### [What is required]
Rewrite every line from the start of the records through the line containing "point(471, 471)", inclusive, adding -4 to each coordinate of the answer points. Leave all other text unchanged.

[Point-based annotation data]
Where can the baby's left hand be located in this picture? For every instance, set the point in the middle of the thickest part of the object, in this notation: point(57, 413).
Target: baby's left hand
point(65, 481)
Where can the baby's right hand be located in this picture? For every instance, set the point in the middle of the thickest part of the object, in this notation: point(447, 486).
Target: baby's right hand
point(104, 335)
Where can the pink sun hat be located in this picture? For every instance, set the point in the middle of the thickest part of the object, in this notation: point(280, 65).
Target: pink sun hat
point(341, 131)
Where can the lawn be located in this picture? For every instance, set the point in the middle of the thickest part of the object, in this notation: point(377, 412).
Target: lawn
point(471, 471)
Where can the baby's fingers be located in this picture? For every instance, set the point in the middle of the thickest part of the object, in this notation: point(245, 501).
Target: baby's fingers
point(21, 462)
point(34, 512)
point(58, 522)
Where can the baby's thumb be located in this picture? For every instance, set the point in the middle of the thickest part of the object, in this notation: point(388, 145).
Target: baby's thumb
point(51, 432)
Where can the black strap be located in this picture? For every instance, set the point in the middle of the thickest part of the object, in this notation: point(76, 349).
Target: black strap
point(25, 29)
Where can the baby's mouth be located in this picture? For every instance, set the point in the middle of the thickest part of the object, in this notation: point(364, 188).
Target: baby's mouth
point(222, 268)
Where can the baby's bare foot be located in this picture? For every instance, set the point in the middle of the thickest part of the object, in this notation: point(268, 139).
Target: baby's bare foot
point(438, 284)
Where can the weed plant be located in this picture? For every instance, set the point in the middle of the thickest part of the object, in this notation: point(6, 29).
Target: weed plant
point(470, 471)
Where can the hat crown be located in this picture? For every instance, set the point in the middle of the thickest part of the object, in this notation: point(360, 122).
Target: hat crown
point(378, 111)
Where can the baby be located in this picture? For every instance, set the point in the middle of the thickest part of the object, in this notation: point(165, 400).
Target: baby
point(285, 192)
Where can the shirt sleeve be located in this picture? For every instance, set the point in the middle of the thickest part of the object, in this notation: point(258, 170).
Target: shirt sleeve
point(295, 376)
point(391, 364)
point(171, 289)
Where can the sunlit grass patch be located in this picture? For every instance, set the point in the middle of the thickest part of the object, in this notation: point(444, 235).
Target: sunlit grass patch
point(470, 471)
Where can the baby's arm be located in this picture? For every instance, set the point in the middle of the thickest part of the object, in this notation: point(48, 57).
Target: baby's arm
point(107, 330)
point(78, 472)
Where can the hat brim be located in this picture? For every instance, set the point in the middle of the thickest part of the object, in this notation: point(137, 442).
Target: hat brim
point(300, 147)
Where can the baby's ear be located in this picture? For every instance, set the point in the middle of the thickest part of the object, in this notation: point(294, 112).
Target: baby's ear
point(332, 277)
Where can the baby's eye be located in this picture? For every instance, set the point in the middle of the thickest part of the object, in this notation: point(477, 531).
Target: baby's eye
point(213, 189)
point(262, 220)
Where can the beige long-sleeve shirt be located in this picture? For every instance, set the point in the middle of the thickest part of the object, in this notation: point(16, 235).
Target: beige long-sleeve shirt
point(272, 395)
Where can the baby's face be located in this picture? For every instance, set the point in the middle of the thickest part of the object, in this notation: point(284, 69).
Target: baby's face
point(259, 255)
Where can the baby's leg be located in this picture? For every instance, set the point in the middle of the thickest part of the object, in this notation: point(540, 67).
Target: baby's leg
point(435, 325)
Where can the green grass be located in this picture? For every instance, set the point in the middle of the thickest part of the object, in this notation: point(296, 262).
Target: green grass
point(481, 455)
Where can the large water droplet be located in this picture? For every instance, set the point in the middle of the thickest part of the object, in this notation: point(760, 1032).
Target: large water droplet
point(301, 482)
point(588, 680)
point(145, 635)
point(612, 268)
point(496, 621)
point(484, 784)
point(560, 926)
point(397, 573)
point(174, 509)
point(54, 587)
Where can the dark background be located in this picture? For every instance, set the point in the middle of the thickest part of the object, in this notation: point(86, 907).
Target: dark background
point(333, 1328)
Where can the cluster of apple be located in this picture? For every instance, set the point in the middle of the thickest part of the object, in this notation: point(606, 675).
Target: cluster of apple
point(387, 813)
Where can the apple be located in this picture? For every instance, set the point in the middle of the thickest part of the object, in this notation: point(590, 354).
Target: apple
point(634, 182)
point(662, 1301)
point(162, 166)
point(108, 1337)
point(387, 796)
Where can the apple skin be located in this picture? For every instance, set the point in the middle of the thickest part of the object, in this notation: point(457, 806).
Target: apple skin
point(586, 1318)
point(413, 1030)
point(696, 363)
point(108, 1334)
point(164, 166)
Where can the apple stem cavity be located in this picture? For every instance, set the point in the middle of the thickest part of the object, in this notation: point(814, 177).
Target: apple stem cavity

### [In response]
Where can the baby's left hand be located in this picture? For every instance, set the point in the middle of the thickest part of the object, in this notation: point(57, 413).
Target: baby's left hand
point(61, 477)
Where can the baby's right hand be located in this picture? For every instance, set the point in the middle of the thickest part of the object, in this notation: point(447, 486).
Target: baby's right hand
point(100, 331)
Where can the pink sun hat be located in this picture? For every instance, set the point in the middle of the thickest part of the object, in this notation: point(280, 65).
Target: pink sun hat
point(337, 127)
Where can the lawn be located in this picture? For every instance, set the point in the middle of the thickest part of the object, in this notation: point(377, 412).
Target: lawn
point(467, 467)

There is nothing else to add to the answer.